Below are the entries; count the lines in them that contain the word "white" and give only the number.

Saved entries

---

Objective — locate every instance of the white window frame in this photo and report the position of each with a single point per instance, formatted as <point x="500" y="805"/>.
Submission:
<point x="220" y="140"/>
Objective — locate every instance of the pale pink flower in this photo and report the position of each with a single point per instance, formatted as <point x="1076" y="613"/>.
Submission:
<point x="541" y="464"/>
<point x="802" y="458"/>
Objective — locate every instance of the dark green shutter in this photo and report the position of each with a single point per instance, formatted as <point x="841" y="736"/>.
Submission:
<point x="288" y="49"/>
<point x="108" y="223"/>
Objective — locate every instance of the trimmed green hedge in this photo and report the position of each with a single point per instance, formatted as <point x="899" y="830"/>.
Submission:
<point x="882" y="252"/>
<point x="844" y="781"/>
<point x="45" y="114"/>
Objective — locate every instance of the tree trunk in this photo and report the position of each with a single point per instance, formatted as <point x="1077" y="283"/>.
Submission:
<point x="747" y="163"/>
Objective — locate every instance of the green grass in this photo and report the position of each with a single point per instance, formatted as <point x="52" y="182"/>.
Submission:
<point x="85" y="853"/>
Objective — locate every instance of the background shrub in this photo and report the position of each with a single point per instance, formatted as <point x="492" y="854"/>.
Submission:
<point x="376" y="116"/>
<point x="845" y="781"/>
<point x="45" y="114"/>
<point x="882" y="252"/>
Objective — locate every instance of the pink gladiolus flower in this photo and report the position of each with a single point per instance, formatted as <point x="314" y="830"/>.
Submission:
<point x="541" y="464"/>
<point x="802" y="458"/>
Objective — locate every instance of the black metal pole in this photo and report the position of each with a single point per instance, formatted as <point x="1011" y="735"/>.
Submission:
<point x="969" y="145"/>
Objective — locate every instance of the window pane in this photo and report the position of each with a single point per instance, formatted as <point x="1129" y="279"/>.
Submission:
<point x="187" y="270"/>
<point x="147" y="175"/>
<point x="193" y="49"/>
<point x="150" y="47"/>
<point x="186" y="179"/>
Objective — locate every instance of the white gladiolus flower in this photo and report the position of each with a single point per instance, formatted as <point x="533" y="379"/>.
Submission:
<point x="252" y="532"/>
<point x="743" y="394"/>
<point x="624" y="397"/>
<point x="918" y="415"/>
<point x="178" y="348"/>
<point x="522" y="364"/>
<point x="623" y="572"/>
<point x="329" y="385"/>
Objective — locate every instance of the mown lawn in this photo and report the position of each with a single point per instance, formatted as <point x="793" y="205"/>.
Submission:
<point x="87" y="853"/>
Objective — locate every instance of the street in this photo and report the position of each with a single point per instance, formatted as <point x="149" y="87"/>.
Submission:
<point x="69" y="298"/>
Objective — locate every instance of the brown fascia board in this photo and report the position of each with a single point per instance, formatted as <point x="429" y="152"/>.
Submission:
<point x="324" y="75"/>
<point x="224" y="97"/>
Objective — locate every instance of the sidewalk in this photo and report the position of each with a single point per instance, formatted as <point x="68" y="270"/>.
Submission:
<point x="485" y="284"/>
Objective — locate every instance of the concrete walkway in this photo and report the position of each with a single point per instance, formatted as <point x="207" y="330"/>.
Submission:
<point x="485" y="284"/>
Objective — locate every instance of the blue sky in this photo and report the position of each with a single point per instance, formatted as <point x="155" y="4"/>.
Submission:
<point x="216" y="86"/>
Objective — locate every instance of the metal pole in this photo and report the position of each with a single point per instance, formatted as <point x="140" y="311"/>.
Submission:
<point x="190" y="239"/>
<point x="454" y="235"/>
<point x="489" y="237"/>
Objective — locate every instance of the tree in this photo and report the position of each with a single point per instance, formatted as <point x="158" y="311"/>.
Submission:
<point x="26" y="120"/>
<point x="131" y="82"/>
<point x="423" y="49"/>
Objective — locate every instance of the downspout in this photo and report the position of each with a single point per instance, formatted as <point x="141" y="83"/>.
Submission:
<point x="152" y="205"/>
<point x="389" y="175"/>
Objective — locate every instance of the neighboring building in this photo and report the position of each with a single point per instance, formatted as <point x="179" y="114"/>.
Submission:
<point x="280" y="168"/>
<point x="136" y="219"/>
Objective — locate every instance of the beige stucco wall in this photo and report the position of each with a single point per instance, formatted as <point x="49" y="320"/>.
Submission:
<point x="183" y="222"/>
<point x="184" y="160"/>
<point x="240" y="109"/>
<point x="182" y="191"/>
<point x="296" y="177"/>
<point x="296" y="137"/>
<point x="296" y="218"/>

---

§ **Exercise result**
2